Iraq war: four-year reflection

Elise Franco

Overseas conflict still affects students at home

This month marked the fourth year of occupancy in Iraq, and with President George W. Bush deploying more troops, no end seems to be in sight.

Thousands of lives have undoubtedly been affected by the war. Three different people in three different situations reflect on how life has changed since March 2003.

Junior philosophy major Dave Airhart served four years in the Marine Corps and was honorably discharged on July 4, 2004.

Since returning, Airhart’s life has changed dramatically. When he was in high school, he said, he viewed the military as a way to prove he was tough.

“I wanted to be a badass, and I watched too many war movies, so I had this really (macho) view of what the Marines would be like,” he said.

He now suffers from Post-Traumatic Stress Disorder, which caused him to take a semester off from school.

“Sometimes, I am too afraid to leave my room, and it’s hard to be out in public for long periods of time, because after about four hours, I get really bad anxiety,” Airhart said.

______________________________

_INSTRUCTION 1_
Could you output the stretch of the Iraq war article from "Iraq war: four-year" through "July 4, 2004.", copying it word for word?

______________________________

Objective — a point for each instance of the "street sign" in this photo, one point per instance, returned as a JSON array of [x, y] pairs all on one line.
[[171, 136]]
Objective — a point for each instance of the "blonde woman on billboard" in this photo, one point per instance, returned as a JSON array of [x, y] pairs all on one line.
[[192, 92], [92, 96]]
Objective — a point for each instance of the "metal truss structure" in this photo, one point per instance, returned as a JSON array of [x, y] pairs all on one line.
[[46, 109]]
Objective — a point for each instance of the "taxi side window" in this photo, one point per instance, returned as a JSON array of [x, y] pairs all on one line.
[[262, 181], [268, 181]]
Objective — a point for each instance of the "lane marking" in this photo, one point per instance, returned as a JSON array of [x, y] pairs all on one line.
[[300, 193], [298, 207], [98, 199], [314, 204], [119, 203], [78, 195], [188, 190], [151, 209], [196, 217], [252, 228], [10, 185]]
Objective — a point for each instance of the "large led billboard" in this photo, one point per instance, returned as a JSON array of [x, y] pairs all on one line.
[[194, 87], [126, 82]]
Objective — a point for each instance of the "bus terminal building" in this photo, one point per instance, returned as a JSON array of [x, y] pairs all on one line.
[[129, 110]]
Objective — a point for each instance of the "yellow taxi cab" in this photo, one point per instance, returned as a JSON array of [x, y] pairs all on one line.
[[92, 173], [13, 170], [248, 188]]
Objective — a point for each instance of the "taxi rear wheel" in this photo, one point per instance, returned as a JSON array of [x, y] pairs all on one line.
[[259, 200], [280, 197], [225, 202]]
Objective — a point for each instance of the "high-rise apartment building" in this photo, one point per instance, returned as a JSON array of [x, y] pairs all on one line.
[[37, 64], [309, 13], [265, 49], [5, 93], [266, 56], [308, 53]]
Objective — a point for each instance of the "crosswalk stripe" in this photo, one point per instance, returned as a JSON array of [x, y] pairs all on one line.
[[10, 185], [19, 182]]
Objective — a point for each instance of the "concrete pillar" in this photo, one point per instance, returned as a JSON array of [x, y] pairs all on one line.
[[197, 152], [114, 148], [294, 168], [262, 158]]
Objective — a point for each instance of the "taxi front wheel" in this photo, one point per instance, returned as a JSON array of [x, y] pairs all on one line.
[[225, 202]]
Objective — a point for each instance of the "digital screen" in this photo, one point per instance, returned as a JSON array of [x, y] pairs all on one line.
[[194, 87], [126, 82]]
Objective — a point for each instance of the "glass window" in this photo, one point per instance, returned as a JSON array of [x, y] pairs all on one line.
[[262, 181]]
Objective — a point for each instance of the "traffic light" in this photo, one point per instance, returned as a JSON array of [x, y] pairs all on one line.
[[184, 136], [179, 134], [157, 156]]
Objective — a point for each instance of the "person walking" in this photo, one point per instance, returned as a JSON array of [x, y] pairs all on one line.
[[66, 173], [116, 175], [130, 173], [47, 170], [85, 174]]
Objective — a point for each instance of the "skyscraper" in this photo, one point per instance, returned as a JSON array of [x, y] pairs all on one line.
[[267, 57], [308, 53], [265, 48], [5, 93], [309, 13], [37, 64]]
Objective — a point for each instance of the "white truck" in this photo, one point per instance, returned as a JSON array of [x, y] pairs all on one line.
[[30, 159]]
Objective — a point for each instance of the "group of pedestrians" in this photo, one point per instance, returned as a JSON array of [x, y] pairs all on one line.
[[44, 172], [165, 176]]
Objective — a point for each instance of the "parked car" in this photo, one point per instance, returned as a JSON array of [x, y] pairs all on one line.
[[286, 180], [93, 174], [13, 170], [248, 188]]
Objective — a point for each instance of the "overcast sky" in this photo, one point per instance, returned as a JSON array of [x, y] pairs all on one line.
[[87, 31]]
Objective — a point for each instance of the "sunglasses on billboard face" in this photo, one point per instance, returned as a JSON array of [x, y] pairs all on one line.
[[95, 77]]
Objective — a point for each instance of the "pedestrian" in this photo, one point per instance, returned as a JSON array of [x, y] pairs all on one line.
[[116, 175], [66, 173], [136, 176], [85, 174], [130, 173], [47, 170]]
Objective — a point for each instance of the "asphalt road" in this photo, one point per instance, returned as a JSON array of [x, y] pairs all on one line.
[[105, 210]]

______________________________

_INSTRUCTION 2_
Which lines of the records contain the string "building"? Pull out each of those lines in full, treating uppercase and lowercase letters as different.

_ANSWER 1_
Iraq war: four-year reflection

Elise Franco

Overseas conflict still affects students at home

This month marked the fourth year of occupancy in Iraq, and with President George W. Bush deploying more troops, no end seems to be in sight.

Thousands of lives have undoubtedly been affected by the war. Three different people in three different situations reflect on how life has changed since March 2003.

Junior philosophy major Dave Airhart served four years in the Marine Corps and was honorably discharged on July 4, 2004.

_ANSWER 2_
Objective — a point for each instance of the "bus terminal building" in this photo, one point per instance, returned as a JSON array of [x, y] pairs all on one line.
Objective — a point for each instance of the "high-rise apartment building" in this photo, one point per instance, returned as a JSON array of [x, y] pairs all on one line.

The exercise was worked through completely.